ACTIONS TO TAKE:
(1) According to the sage-grouse article, how many states had their habitat conservation efforts detailed in the Western Governors' Association report?
(2) Pick up the sage-grouse article after its last sentence and write what comes next.

DOCUMENT PASSAGE:

Last Thursday, the Western Governors' Association released a report detailing the efforts of 11 states to conserve sage-grouse habitat. It's part of an attempt to prevent the bird, which makes its home in sage brush-steppe habitat across the West, from being listed under the Endangered Species Act.
It's already been established that the sage-grouse qualifies. But government, business, and nonprofit partners have until September to show the U.S. Fish and Wildlife Service that their voluntary efforts are enough and that potentially costly government regulations are not needed.
"It's a smart move," says Brad Chalfant, executive director of Deschutes Land Trust, which is listed in the report as a partnering organization. "The governor's office has been heavily involved in trying to get these agreements in place that would essentially head off necessitating a listing. I think everyone agrees the sage-grouse is in trouble."
Though the report says little about the work being done in Oregon, the Nature Conservancy's Eastern Oregon Conservation Director Garth Fuller says Oregon is leading the way in many respects.
"We're the only state that has all of our sage-grouse habitat covered under the abilty to create [conservation] plans," Fuller says, referencing agreements, like those signed by soil and water conservation districts in Central and Eastern Oregon last month, that essentially allow land owners to get their conservation plans approved and grandfathered into any potential regulations associated with endangered species listing.
He adds that the highlight of the work being done in Oregon in the leadup to a decision in September is the relationship building among environmentalists and industrial and ranching interests.
"We're all trying to remove the need to list the sage-grouse," Fuller says. "A plan is just a plan, but what's really good is the relationships that have developed."
Dan Morse, conservation director for the Oregon Natural Desert Association, agrees that these relationships play a critical role in protecting sage-grouse habitats, but is critical of the emphasis on avoiding listing the bird.

Stored entries:
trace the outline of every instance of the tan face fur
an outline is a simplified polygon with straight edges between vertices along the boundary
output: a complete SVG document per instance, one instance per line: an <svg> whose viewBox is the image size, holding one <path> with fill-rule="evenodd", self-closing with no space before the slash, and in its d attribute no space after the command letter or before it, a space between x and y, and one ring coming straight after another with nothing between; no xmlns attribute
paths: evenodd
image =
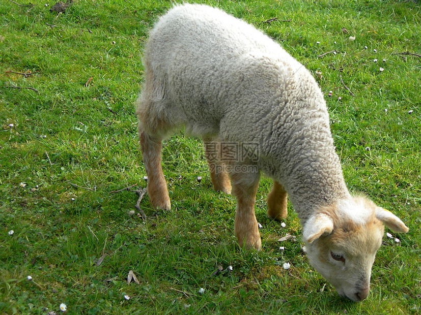
<svg viewBox="0 0 421 315"><path fill-rule="evenodd" d="M408 231L397 216L361 197L320 209L306 222L303 238L310 263L340 295L354 301L367 297L384 225Z"/></svg>

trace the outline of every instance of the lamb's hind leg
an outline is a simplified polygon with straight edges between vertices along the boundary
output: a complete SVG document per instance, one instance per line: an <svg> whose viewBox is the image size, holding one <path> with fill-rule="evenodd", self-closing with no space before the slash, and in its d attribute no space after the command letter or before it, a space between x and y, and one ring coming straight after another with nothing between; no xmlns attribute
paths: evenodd
<svg viewBox="0 0 421 315"><path fill-rule="evenodd" d="M156 209L170 210L171 203L161 165L162 136L170 129L165 112L159 110L164 99L163 89L154 85L155 78L151 70L149 58L145 58L146 80L140 97L136 104L136 114L139 118L138 130L141 149L146 174L148 175L148 193L152 205Z"/></svg>
<svg viewBox="0 0 421 315"><path fill-rule="evenodd" d="M161 140L140 130L139 138L148 175L148 194L151 202L155 209L170 210L171 203L161 165Z"/></svg>
<svg viewBox="0 0 421 315"><path fill-rule="evenodd" d="M277 181L273 181L273 186L268 195L267 214L274 220L280 221L287 217L287 197L288 194Z"/></svg>
<svg viewBox="0 0 421 315"><path fill-rule="evenodd" d="M262 241L255 214L255 203L260 174L257 170L250 170L234 171L231 174L233 194L237 197L234 230L238 244L240 246L245 244L248 249L260 250Z"/></svg>
<svg viewBox="0 0 421 315"><path fill-rule="evenodd" d="M209 167L213 188L217 192L231 194L231 183L230 177L225 169L225 164L220 160L221 143L204 139L203 143L205 146L205 156Z"/></svg>

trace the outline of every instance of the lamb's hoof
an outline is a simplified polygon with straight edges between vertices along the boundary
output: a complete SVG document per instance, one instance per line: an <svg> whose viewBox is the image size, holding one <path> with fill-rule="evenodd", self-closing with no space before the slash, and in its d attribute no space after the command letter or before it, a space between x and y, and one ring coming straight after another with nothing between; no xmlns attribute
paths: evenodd
<svg viewBox="0 0 421 315"><path fill-rule="evenodd" d="M250 239L246 239L245 241L239 242L238 244L241 248L245 248L247 250L255 249L261 250L262 249L262 240L259 236L258 238L251 238Z"/></svg>
<svg viewBox="0 0 421 315"><path fill-rule="evenodd" d="M273 216L271 215L268 212L267 216L272 220L277 221L278 222L283 222L286 218L287 218L286 215L281 215L280 213L278 213L277 214Z"/></svg>
<svg viewBox="0 0 421 315"><path fill-rule="evenodd" d="M269 208L269 207L268 207ZM276 211L269 208L267 211L267 216L273 220L280 222L287 218L288 212L286 209L285 211Z"/></svg>
<svg viewBox="0 0 421 315"><path fill-rule="evenodd" d="M215 190L217 192L220 192L221 193L223 193L226 195L231 194L231 187L223 187L222 188L218 188L217 189L215 189Z"/></svg>
<svg viewBox="0 0 421 315"><path fill-rule="evenodd" d="M153 200L152 205L156 210L170 211L171 210L171 202L170 199L161 200Z"/></svg>

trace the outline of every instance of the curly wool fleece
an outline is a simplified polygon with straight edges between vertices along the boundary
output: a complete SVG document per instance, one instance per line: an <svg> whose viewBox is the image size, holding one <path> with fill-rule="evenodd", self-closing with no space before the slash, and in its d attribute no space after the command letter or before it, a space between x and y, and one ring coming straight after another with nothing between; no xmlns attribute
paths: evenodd
<svg viewBox="0 0 421 315"><path fill-rule="evenodd" d="M142 110L165 122L162 133L184 125L202 137L258 143L258 167L304 220L349 197L320 89L261 32L217 9L177 6L151 32L145 55L155 91L153 108ZM156 132L140 110L141 128Z"/></svg>

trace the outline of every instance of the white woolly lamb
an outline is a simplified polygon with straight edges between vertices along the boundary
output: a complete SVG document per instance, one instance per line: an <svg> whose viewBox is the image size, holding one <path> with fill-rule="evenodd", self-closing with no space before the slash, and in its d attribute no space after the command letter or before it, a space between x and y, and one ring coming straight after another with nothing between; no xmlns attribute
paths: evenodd
<svg viewBox="0 0 421 315"><path fill-rule="evenodd" d="M312 265L341 295L365 299L383 224L396 232L408 229L370 200L350 195L323 96L310 73L252 26L188 4L157 23L144 65L136 114L153 206L171 208L161 141L184 125L204 140L214 188L230 193L232 185L240 245L261 247L254 211L261 171L273 180L269 216L286 217L288 193Z"/></svg>

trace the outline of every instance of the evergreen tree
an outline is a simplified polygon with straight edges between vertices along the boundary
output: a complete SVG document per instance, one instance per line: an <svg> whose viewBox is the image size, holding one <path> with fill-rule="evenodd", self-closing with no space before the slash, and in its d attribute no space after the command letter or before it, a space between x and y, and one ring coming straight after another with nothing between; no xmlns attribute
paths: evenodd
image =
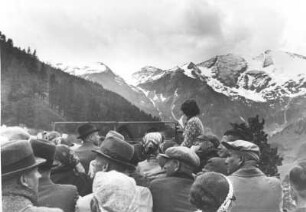
<svg viewBox="0 0 306 212"><path fill-rule="evenodd" d="M13 47L14 46L14 43L13 43L13 40L12 39L7 39L7 44L9 45L9 47Z"/></svg>
<svg viewBox="0 0 306 212"><path fill-rule="evenodd" d="M278 155L277 148L272 148L268 143L268 134L264 131L265 120L259 116L248 118L247 123L231 123L233 130L243 134L248 141L255 143L260 148L259 168L267 176L278 176L277 166L282 164L283 158Z"/></svg>

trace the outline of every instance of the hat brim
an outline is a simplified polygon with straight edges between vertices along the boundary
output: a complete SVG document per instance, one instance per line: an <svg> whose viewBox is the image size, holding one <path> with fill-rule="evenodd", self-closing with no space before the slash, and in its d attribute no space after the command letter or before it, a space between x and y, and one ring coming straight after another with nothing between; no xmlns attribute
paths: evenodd
<svg viewBox="0 0 306 212"><path fill-rule="evenodd" d="M77 139L82 139L82 138L84 138L84 137L88 136L90 133L93 133L93 132L99 132L99 131L100 131L99 129L89 131L89 132L87 132L87 133L86 133L86 134L84 134L84 135L79 135L79 136L77 137Z"/></svg>
<svg viewBox="0 0 306 212"><path fill-rule="evenodd" d="M238 147L234 147L234 146L232 146L232 145L230 145L228 142L222 142L221 143L223 146L225 146L225 148L226 149L229 149L229 150L239 150L240 148L238 148Z"/></svg>
<svg viewBox="0 0 306 212"><path fill-rule="evenodd" d="M44 164L46 162L46 159L43 159L43 158L40 158L40 157L35 157L35 163L31 166L27 166L27 167L24 167L22 169L18 169L18 170L15 170L15 171L12 171L12 172L7 172L5 174L2 173L2 177L8 177L8 176L12 176L12 175L15 175L15 174L18 174L18 173L22 173L22 172L25 172L27 170L30 170L30 169L34 169L42 164Z"/></svg>
<svg viewBox="0 0 306 212"><path fill-rule="evenodd" d="M91 151L97 153L98 155L101 155L101 156L103 156L103 157L106 157L106 158L108 158L108 159L110 159L110 160L112 160L112 161L114 161L114 162L120 163L120 164L125 165L125 166L128 166L128 167L130 167L130 168L136 168L136 166L133 165L132 163L128 163L128 162L125 162L125 161L121 161L121 160L117 160L117 159L115 159L115 158L112 158L112 157L110 157L110 156L104 154L104 153L101 152L100 150L91 150Z"/></svg>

EXPECTED OUTPUTS:
(1) Eleven states.

(2)
"The fundamental question is not whether or not listing the bird does the species any good," Morse explains, but rather whether or not the sage-grouse has the necessary numbers, genetic variability and quality habitat for continued existence. "I think the report comes at that question a little backwards."
Instead of looking at whether or not the states' efforts are sufficient to avoid an ESA listing, he says, agencies should be asking if the species needs greater protection. As such, ONDA is neither for nor against the bird being listed.
"We want the mechanism that gets us there most effectively or quickly," Morse says.
The benefit of the push for voluntary conservation efforts is that it moves the timeline up, he explains. The risk, however, is that these measures may not be as strong as a regulatory approach.
As the clock ticks closer to the September decision day, formal conservation plans are in the works at the Bureau of Land Management and the State of Oregon. The plans, Fuller explains, will help give teeth to the voluntary efforts already underway.
Previous plans failed to provide sufficient protection in part because they only suggested but did not require closing off any areas to large-scale energy transmission such as power lines and pipelines, Morse explains, and because they did not go far enough in addressing the risks to sage-grouse habitat posed by grazing.
In addition to energy and grazing, sage-grouse are threatened by the encroachment of non-native plant species, such as cheat grass and Medusa head, as well as the pervasive western juniper.
As the beuarocratic gears continue turning, Morse is connecting with landowners in these habitats to come up with mutually agreeable ways to protect the sage-grouse. And while ranchers and environmentalists may not always see eye-to-eye, Morse says they have a shared interest in ensuring the sage-grouse's continued existence.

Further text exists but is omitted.